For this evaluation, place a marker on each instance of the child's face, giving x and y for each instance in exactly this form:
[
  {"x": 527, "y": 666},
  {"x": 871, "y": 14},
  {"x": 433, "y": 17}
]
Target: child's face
-=-=-
> [Problem statement]
Rewrite the lines above with "child's face" changed to "toddler's face" everywhere it appears, keeping everything else the same.

> [Problem solution]
For this evaluation, place a marker on each instance of the toddler's face, giving x and y for each instance in exactly this form:
[
  {"x": 527, "y": 666},
  {"x": 871, "y": 14},
  {"x": 433, "y": 17}
]
Target: toddler's face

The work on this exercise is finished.